● Excerpt provided

In 1960 in Taiwan, a young teenage girl was murdered by a boy of the same age. Although it caused a fervour in the Taiwanese press at the time, very little information about the crime exists. It did leave it's mark on a young Edward Yang, who used the incident to build his 1991 four hour epic drama. A Brighter Summer Day is not a true crime expose. It's not a coming of age story, nor a nostalgia piece despite its late 50s/early 60s dressing. What A Brighter Summer Day is, is far more complex.

The plot begins in 1959. Xiao Si'r, the nickname of one Chang Chen (played, appropriately enough, by an outstanding Chang Chen) has misbehaved at school. His father is begging for leniency, but the school insists on punishing Xiao Si'r by making him attend night school lessons. It's convenient for the school to punish students like this, as the Taiwanese education system has reached breaking point with the influx of displaced Chinese from the Chinese Communist Revolution.

● Goal a
Write out the listing below the review again in full, requests included, shifting every x and y coordinate in the answers up by 86. Leave the pictures out.

● Available records
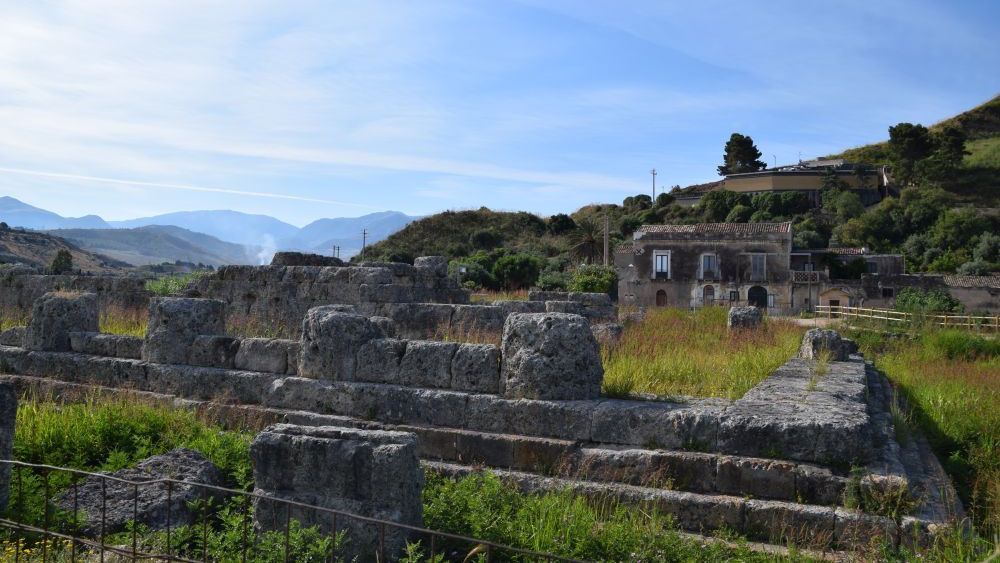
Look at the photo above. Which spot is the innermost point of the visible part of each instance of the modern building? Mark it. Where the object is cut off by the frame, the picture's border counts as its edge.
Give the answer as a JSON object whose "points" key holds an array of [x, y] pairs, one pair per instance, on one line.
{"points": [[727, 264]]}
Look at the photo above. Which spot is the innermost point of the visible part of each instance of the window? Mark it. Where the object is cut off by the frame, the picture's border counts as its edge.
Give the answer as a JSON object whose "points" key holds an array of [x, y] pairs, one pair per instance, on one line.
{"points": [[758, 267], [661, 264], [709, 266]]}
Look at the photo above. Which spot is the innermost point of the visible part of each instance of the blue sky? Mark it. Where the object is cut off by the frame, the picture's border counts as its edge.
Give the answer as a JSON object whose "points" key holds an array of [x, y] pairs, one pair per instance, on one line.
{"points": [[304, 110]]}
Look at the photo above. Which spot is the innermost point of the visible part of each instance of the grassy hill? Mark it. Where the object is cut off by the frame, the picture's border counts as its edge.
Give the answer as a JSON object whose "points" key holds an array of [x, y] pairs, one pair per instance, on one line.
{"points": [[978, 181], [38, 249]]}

● Goal b
Set down the passage from the film review above, starting with "In 1960 in Taiwan, a" and going on through "far more complex.".

● Reply a
Look at the photo above. Which spot is the innermost point of the visible part of each instance of the modern building? Mark it. Where the object is cut off by the frame, the picture's border counts as its edge.
Give the answer as a JSON object whose "points" key holds an array of [x, y] pairs, one pair per instance, on one line.
{"points": [[813, 350]]}
Look at the photo above. Which spot is the innermost point of the visible part of each instance of the window? Mark it. Where the object is cut off by the frame, the picture's border counts as its edge.
Give the answer as a JSON object whose "points" key holds an array of [x, y] pairs, one pair per instance, on one line.
{"points": [[844, 353], [747, 350], [795, 352]]}
Look at the photo above. Which spot is the innermost point of the visible part of each instance of the blue sky? Mark it. Where the object is cut off by the frame, the picture's border counts as its edge.
Give the answer as a JSON object whose "points" key holds an array of [x, y] pairs, one pair per instance, on one line.
{"points": [[390, 196]]}
Look at the photo above. Which spot is the innermost point of the visible part of each instance of the grassy hill? Mark it. Where the object is cut off by the frame, the picture's border counts as its edge.
Give the answer as a JSON object whose "points" key holds an array of [x, y] pairs, one pair per instance, on one line.
{"points": [[1064, 267], [124, 335]]}

● Reply b
In 1960 in Taiwan, a young teenage girl was murdered by a boy of the same age. Although it caused a fervour in the Taiwanese press at the time, very little information about the crime exists. It did leave it's mark on a young Edward Yang, who used the incident to build his 1991 four hour epic drama. A Brighter Summer Day is not a true crime expose. It's not a coming of age story, nor a nostalgia piece despite its late 50s/early 60s dressing. What A Brighter Summer Day is, is far more complex.